#### PASSAGE
----

Seismic Refraction:
Exercise #2: First arrivals & initial interpretation

Instructions

Start by reading the Goals and Tasks section. We will explore several of the steps required for processing a complete seismic refraction data set, but we do not have the time to perform all steps on all the data. Please provide an answer for each of the question marked Q#. Be sure to answer questions as they arise in the instructions. Note that a glossary is provided as an appendix.

Some terminology is provided in a Seismic Refraction Glossary.

Goals and Tasks

1. Survey Setup: Read the description of the survey setup, and make sure you understand what was done.
2. First break picking: The first task is to pick the first arrivals on each recorded trace. We will do this for one shot into a spread of twenty four geophones.
3. Build a T-X plot: transfer first break picks to a graph and decide from where the energy has arrived at each geophone. Data gathered for each shot will include direct and refracted arrivals, and deciding which first arrival belongs to which must be done in the T-X (time-distance) plot.
4. Preliminary interpretation: Use the intercept time method (ITM) to obtain simple interpretations involving dipping planar layers.

1. Survey Setup

A seismic refraction survey was carried out. The survey consisted of a series of shots fired from each end of the line of geophones, that ran North-South. Forward shots were fired from the North end of the line and reverse shots were fired from the South end. A 24-channel seismograph was used in data acquistion. The distance from the first geophone to the last is 70m with equal distance between each geophone (3.04m). The offset of the first geophone from the source is the same as the geophone spacing.

----

#### RECORDED INFORMATION
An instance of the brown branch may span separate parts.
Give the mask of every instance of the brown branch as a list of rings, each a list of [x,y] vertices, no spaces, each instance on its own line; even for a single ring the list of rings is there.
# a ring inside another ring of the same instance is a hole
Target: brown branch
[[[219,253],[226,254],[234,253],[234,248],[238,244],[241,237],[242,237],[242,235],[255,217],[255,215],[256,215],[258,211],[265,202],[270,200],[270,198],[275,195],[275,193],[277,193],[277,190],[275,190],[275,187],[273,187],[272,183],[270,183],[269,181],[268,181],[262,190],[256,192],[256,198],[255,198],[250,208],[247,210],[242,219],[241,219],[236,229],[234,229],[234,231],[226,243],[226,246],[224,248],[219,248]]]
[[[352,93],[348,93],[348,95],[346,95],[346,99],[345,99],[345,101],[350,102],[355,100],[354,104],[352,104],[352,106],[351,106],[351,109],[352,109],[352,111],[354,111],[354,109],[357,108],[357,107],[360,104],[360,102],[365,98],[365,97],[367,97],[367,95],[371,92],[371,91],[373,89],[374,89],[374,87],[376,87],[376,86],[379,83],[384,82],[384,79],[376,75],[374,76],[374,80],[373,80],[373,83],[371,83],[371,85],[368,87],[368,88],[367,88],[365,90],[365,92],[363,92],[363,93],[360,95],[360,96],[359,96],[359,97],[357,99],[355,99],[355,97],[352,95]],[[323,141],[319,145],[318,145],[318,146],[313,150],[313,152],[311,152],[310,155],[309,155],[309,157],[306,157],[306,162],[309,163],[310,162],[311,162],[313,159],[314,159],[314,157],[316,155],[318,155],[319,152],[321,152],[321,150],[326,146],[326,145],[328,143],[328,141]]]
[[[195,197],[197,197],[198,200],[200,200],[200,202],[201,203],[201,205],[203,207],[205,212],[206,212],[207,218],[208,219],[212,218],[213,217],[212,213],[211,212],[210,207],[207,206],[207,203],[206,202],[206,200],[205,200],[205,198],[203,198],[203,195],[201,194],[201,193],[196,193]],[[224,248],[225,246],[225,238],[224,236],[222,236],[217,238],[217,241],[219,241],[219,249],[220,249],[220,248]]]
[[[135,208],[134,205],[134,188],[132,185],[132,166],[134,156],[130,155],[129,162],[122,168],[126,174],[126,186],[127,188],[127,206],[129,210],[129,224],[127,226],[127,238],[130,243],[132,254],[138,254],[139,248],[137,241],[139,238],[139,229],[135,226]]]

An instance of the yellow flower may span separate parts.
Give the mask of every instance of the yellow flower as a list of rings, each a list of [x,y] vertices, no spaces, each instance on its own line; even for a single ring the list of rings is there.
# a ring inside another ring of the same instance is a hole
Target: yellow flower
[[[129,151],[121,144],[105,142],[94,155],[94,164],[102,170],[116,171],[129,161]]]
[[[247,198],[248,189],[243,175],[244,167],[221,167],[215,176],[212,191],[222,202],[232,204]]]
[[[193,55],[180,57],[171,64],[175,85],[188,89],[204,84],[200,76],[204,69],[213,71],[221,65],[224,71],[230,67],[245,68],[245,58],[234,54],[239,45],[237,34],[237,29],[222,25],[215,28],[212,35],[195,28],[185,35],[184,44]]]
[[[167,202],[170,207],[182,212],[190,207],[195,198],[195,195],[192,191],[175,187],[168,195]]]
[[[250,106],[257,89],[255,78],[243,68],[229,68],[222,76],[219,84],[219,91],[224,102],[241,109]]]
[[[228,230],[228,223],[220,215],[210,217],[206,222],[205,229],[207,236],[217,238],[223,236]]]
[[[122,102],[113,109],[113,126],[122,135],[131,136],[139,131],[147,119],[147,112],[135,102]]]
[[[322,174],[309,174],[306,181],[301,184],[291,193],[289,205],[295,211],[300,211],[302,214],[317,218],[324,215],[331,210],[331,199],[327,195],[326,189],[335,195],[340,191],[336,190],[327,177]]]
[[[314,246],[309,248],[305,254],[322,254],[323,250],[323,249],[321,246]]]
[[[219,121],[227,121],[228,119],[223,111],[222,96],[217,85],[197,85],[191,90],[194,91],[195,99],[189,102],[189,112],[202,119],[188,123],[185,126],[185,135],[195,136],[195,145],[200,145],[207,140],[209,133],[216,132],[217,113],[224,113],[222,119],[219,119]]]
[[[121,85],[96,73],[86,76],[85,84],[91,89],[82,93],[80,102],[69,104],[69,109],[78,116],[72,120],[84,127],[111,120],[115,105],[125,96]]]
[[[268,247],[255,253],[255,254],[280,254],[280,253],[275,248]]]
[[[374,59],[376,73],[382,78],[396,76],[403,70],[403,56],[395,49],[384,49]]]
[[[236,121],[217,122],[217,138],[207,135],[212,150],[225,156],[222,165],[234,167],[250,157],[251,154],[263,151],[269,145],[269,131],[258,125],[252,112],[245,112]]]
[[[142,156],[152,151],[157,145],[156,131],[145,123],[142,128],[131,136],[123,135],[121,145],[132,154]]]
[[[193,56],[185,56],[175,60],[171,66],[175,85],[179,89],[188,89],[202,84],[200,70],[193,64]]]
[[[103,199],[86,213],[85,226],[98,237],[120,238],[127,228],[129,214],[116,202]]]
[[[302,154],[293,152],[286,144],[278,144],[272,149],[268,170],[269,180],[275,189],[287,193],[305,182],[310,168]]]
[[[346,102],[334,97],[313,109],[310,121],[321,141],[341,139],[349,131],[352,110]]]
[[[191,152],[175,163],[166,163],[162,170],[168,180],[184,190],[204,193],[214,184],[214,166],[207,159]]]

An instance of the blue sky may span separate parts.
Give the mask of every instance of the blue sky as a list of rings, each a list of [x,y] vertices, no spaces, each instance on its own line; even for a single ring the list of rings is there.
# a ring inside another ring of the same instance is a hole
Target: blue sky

----

#### REQUIREMENTS
Pick up the seismic refraction exercise from its last sentence and continue it.

#### ANSWER TO THE EXERCISE
Q1. Sketch the configuration of the survey. Draw the surface and the shots and geophones and label them with distance and names/numbers. Please count the geophone from left to right and place the origin of distance at the leftmost geophone. Please allocate enough drawing space below the surface for Q12.

2. Picking first arrivals

Now lets look at some of the data collected during this survey. Buttons below open images of the shot records associated with the Field Files with ID numbers 1, 6, 13 and 14. Two of these records are reverse shots, one is a forward shot, and one is just noise.

Before identifying times of first arrivals at each geophone, answer a few questions about the raw data as it is displayed. These are typical issues to consider when carrying out quality assessment, prior to actually interpreting the data.

Q2. Answer the following questions about the shot records

a) Which records are "reverse shots" (with source off the right hand end of the geophone line) and which is the "forward shot"?

b) How much total time in milliseconds was recorded by each of the four shots?

c) Which appears to be a record of ground motion with no shot energy (ie a "noise test")?

d) Which useful record has the most "noisy" traces, and which geophones are noisy in that record?

e) Which of the reverse shots will you use to pick first arrivals?

Now we will determine first break times for all geophones, for both the forward shot and one of the reverse shots. Plot the results as a T-X plot.

1. First open a new blank spreadsheet.
2. Then follow instructions in the picking window, and mark all 24 first breaks for the forward shot (FFID 13). Once all traces have a first break pick, click the Display Picked Times. An example of picking first breaks is given in GPG section 3.e.4.
3. From the little window with the list of picks you made for each channel, highlight all the channels and picks, copy, and past into the spreadsheet.
4. Sort these so channel numbers are in order. Also, add a column next to the channel numbers and enter geophone location.
5. Make a graph T-X graph of your data using the geophone position for the X-axis
6. Proceed to pick first breaks on your chosen reverse shot, and add them to your spreadsheet. It is wise to do the copy / paste and sort for the new data separately from the first (forward) data, then to simply copy the first break times from your reverse shot into a column next to the forward shot times, ensuring the numbers are correct for all geophones.
7. Include the new data on your T-X graph. Note your T-X plot should have symbols for data points but no lines joining them.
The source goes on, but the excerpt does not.